Dataset records about object locations:
·····

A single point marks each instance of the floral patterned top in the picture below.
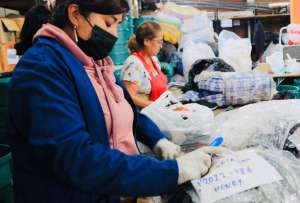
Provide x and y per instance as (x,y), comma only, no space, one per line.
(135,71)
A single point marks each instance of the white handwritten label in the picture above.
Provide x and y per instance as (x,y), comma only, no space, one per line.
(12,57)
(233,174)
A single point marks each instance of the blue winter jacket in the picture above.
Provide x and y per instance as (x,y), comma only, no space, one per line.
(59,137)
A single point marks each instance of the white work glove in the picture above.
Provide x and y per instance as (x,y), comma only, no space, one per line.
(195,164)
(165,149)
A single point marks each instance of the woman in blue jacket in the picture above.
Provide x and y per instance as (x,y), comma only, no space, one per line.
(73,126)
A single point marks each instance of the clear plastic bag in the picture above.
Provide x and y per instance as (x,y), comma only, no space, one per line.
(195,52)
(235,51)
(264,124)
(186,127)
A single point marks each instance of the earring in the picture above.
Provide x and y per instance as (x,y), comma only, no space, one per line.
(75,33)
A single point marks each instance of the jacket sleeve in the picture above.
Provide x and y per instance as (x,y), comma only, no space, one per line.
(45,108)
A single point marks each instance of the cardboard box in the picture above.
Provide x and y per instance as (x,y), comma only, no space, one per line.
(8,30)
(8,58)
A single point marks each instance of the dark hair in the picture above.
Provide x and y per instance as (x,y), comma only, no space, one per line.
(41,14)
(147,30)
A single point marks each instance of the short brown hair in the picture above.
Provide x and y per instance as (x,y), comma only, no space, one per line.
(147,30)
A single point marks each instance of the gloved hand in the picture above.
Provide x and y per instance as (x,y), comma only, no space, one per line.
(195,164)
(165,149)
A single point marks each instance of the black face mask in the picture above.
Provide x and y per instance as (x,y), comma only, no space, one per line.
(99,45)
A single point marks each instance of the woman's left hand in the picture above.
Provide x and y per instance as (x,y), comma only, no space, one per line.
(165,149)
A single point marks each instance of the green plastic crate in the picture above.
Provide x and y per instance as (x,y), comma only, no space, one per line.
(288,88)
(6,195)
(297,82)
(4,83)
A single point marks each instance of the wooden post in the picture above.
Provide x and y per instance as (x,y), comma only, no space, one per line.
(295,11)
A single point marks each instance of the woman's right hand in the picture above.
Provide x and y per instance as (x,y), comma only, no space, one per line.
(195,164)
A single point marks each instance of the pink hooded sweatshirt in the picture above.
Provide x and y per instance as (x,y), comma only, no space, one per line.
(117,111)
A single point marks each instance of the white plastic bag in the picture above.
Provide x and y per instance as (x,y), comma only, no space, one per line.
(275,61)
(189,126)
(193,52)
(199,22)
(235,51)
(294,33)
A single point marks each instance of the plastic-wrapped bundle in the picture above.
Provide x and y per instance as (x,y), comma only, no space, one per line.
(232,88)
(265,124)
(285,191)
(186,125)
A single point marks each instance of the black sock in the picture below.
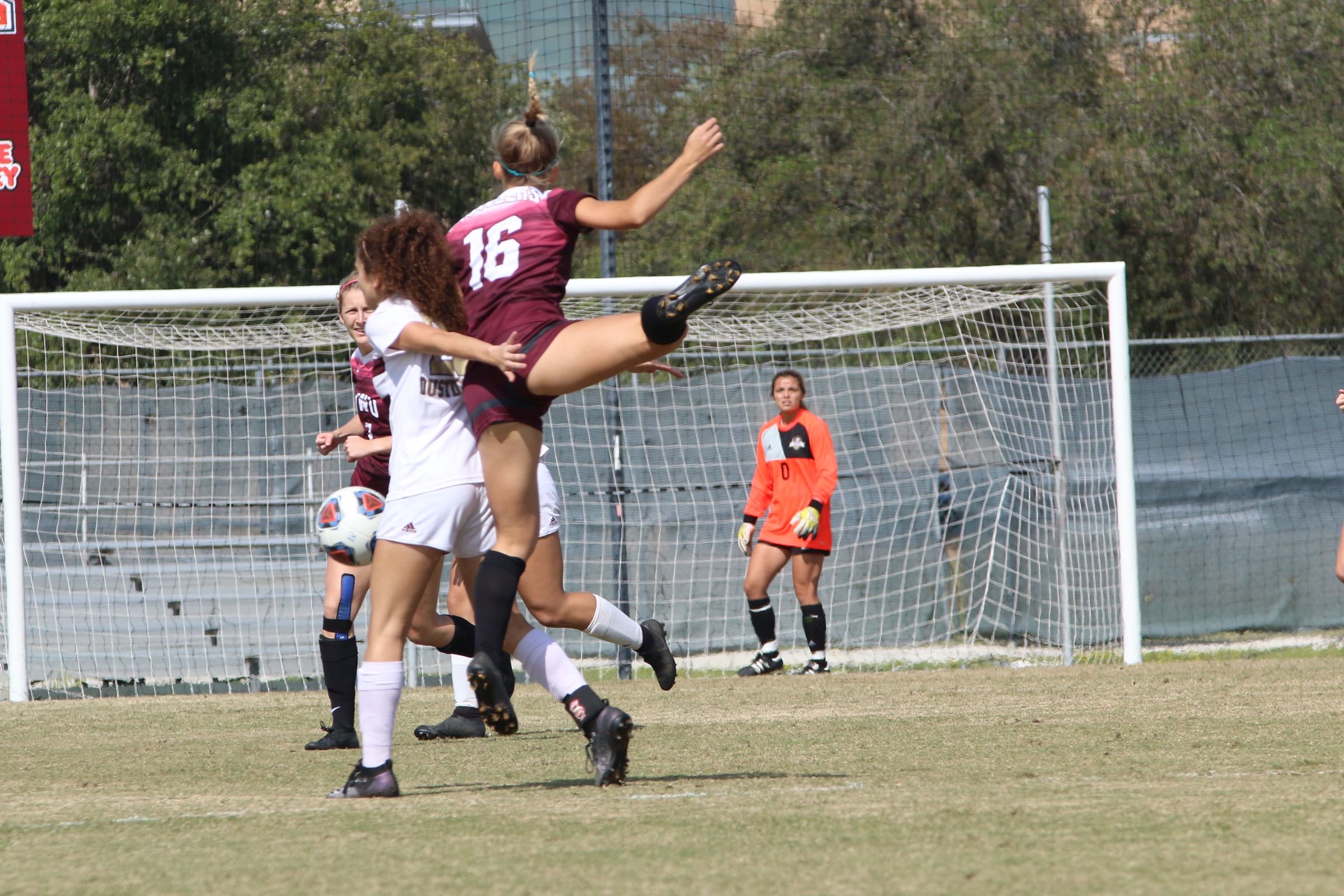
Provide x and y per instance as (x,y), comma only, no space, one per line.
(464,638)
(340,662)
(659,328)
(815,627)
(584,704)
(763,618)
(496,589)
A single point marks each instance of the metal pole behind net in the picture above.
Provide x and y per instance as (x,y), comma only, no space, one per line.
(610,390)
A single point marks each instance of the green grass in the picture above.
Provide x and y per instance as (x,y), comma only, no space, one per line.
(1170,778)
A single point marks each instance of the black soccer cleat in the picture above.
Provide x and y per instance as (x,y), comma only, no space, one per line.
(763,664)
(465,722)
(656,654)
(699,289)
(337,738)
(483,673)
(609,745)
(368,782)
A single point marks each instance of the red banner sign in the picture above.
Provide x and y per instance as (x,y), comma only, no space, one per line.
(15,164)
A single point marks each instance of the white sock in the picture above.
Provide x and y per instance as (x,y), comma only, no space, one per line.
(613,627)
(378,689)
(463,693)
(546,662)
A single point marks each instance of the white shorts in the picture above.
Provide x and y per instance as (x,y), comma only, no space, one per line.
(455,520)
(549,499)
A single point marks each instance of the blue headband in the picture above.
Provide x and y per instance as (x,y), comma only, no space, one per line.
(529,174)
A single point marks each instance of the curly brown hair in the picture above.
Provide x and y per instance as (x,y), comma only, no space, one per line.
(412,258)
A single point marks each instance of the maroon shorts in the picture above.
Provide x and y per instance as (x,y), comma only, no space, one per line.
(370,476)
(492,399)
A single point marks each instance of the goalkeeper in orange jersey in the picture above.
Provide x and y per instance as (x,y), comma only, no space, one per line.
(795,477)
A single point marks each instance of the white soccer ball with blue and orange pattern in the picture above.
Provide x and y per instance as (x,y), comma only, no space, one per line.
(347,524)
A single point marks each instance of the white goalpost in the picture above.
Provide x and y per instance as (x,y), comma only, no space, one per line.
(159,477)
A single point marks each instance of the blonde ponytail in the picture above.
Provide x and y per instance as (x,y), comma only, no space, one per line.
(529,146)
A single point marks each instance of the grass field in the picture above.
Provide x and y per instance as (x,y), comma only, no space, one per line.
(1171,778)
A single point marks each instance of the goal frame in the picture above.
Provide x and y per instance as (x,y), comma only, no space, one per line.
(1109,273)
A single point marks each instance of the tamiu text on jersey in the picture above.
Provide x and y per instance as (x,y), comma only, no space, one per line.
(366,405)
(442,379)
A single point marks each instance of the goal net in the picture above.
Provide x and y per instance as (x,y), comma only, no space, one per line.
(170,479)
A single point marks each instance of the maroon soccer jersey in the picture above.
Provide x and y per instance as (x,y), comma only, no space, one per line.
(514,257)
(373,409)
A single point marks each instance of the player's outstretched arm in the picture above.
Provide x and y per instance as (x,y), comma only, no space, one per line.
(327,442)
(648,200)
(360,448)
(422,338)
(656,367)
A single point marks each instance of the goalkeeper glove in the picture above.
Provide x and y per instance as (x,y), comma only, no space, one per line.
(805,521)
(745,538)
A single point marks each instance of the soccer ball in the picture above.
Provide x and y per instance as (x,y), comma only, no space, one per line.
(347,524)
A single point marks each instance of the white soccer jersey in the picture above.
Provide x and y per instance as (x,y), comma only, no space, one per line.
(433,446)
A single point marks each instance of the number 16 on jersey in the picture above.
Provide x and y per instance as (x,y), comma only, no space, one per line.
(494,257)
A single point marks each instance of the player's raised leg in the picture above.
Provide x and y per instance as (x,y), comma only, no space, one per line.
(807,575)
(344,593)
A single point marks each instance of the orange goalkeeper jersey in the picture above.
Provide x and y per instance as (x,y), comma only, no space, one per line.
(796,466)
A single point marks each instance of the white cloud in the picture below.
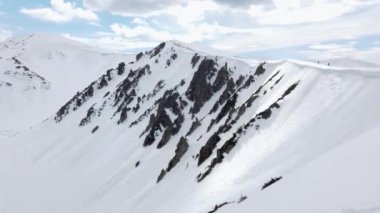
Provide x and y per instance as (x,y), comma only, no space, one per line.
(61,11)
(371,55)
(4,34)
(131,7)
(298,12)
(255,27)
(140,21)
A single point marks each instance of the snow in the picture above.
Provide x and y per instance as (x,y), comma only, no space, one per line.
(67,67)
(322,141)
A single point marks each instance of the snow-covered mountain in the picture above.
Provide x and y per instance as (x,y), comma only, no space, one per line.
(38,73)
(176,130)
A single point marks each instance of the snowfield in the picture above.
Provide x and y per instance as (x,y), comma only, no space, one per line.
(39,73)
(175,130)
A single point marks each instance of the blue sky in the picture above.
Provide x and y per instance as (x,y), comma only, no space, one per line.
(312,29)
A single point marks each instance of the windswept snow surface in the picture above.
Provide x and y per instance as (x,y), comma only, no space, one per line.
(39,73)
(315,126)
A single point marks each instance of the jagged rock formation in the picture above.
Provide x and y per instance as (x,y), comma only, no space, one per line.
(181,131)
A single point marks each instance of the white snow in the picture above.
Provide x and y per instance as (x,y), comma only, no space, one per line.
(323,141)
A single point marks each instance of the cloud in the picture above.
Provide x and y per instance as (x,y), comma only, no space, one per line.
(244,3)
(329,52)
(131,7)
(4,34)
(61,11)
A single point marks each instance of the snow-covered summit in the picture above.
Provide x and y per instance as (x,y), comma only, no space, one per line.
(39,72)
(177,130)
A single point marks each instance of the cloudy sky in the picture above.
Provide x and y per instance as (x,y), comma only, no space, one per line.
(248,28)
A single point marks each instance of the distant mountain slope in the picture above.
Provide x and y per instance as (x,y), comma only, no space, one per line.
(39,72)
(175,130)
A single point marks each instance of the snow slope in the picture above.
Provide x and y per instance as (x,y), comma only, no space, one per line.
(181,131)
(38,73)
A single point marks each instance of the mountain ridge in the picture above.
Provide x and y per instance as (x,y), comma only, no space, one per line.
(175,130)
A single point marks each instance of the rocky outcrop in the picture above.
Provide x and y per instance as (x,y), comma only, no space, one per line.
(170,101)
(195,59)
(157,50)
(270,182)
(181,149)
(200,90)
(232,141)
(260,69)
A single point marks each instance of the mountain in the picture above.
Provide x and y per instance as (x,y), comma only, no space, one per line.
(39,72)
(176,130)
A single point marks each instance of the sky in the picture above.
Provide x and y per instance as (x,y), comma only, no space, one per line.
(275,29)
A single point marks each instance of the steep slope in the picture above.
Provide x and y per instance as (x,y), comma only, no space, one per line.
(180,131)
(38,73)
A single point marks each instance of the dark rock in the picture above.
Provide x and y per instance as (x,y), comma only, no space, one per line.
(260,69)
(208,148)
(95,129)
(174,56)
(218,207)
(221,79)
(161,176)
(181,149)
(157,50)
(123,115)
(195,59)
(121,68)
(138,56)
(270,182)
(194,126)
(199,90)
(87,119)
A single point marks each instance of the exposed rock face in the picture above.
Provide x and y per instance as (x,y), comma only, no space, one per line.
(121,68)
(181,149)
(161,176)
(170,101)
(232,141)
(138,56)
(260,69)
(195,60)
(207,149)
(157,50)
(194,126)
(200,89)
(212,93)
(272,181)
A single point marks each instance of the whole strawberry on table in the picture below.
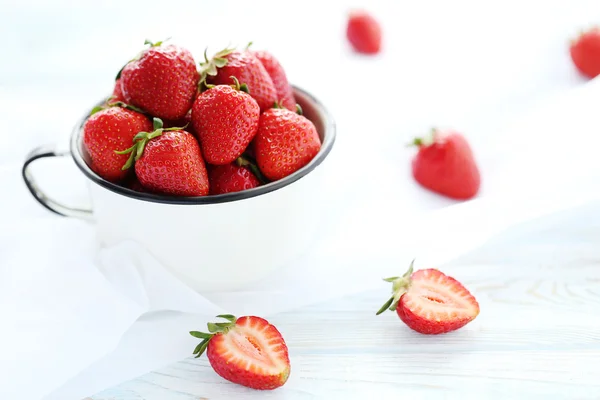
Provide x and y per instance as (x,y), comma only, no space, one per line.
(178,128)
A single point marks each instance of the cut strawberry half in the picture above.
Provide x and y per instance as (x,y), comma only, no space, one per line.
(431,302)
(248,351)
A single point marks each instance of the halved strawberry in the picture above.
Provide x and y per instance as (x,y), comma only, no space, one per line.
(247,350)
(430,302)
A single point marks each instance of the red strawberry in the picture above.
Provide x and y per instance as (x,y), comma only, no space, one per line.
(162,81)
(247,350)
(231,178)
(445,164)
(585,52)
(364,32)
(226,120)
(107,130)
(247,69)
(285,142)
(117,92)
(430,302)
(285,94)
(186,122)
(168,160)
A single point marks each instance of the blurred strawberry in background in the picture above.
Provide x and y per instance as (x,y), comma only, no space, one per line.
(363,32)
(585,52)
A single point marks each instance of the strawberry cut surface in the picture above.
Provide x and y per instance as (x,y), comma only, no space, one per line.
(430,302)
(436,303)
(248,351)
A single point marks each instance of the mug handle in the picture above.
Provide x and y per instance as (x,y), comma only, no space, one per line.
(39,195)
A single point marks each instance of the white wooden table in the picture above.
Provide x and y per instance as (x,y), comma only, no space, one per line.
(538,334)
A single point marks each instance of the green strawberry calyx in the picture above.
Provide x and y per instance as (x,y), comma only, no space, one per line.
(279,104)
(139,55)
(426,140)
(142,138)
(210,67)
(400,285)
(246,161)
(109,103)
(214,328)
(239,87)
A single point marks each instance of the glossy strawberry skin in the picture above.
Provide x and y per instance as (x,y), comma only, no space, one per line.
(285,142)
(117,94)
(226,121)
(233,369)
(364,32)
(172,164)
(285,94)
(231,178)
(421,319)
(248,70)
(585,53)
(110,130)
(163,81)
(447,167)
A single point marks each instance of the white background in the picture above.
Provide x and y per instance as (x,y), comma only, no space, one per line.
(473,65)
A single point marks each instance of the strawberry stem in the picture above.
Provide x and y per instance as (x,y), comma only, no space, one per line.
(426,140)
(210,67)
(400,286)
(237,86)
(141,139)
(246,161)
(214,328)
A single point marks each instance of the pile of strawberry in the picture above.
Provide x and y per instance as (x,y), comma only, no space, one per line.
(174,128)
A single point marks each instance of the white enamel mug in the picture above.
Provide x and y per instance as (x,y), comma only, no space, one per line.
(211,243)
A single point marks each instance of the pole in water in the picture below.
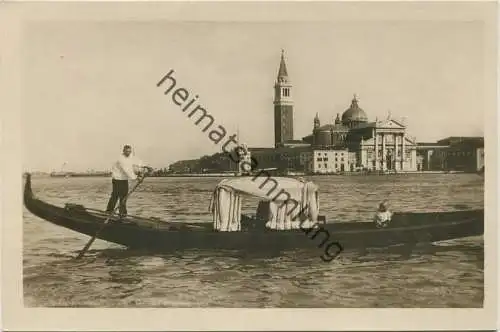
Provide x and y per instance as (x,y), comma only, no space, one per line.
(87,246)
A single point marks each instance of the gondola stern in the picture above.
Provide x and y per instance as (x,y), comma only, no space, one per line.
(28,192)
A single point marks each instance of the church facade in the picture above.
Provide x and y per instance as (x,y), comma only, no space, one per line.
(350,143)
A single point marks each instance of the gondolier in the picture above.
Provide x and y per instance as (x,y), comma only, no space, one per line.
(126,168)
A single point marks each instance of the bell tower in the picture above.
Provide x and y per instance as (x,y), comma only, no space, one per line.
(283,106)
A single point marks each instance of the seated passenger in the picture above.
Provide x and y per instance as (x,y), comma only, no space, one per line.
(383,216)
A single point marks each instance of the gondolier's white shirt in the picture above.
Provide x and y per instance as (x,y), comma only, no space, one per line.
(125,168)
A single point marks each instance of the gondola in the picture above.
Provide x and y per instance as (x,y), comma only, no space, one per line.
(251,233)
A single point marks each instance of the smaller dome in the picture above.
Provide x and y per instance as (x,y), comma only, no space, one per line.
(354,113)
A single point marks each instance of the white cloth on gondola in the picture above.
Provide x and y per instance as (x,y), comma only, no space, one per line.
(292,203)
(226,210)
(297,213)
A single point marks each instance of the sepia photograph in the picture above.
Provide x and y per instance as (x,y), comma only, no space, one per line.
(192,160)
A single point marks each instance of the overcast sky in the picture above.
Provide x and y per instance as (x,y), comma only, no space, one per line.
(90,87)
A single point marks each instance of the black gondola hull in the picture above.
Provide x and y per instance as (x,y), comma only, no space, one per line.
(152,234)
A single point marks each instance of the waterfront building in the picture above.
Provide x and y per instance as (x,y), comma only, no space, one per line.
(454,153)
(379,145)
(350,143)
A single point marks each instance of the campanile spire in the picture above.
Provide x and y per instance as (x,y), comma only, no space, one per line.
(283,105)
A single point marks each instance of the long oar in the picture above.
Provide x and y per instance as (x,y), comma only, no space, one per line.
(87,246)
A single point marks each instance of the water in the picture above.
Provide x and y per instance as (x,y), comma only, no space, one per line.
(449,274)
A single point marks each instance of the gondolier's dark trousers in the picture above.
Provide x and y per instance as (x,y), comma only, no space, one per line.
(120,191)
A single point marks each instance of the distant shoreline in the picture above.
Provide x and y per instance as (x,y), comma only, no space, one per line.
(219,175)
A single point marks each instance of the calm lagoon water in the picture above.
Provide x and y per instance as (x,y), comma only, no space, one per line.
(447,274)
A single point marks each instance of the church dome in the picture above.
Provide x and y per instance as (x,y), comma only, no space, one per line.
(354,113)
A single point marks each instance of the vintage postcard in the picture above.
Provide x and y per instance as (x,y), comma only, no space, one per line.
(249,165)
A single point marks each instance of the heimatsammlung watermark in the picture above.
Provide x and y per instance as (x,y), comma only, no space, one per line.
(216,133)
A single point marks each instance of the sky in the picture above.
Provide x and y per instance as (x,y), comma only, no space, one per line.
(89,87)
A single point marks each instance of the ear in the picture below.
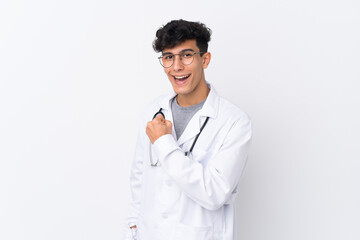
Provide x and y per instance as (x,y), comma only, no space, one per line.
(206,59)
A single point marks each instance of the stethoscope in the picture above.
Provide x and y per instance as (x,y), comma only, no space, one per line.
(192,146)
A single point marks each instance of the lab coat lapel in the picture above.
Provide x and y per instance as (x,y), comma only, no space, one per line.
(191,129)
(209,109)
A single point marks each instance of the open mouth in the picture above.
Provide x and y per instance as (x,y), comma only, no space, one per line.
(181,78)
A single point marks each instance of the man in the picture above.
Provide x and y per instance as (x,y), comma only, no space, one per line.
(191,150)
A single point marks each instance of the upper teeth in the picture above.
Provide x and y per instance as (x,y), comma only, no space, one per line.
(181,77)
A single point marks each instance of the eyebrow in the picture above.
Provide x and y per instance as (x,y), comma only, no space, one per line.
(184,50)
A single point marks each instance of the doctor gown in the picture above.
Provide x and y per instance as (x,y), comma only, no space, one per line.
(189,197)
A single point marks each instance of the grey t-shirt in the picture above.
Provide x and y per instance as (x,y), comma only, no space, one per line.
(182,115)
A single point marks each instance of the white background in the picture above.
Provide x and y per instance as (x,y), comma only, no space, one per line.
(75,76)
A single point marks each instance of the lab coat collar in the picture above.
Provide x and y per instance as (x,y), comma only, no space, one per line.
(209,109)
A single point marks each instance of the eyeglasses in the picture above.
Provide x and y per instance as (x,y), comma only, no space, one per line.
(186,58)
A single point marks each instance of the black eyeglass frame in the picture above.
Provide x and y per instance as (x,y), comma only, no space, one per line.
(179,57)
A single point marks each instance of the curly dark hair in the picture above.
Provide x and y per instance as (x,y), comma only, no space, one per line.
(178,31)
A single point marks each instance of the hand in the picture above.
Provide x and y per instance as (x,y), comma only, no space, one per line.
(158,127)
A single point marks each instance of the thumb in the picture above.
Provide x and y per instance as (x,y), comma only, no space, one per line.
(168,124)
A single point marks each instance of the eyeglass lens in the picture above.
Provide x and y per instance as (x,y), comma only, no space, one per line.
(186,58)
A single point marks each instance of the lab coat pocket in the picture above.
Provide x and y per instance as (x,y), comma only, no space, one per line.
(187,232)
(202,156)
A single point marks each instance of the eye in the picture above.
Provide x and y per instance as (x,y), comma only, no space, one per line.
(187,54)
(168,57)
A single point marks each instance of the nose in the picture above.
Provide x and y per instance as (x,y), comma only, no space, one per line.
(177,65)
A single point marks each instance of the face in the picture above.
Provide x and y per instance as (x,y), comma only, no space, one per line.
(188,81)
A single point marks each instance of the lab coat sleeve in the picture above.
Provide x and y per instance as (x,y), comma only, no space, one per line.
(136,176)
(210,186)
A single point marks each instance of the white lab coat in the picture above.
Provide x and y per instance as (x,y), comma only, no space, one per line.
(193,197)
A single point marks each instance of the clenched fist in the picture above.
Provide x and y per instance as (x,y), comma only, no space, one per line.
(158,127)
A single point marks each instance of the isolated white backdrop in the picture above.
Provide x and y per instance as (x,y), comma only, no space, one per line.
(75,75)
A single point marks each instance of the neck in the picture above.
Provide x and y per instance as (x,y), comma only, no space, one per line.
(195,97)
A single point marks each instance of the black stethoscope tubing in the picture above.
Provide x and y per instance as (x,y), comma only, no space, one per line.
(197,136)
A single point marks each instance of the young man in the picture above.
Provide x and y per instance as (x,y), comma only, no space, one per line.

·····

Task statement:
Output only the lines from the one holding "A single point marks each instance of the neck" through the last line above, exactly as they appear.

Completed exercise:
A single point marks each instance of the neck in the picture above.
Provide x and y per instance as (x,y), comma only, no space, one per line.
(195,97)
A single point marks each instance of the black stethoscope tubing in the picture above.
Provide x and y per instance as (x,y), comma only, no space, one per line.
(197,136)
A single point marks each instance of the young man in the picture above.
Provide x and y per instance as (x,y), comma only, no space, one per line.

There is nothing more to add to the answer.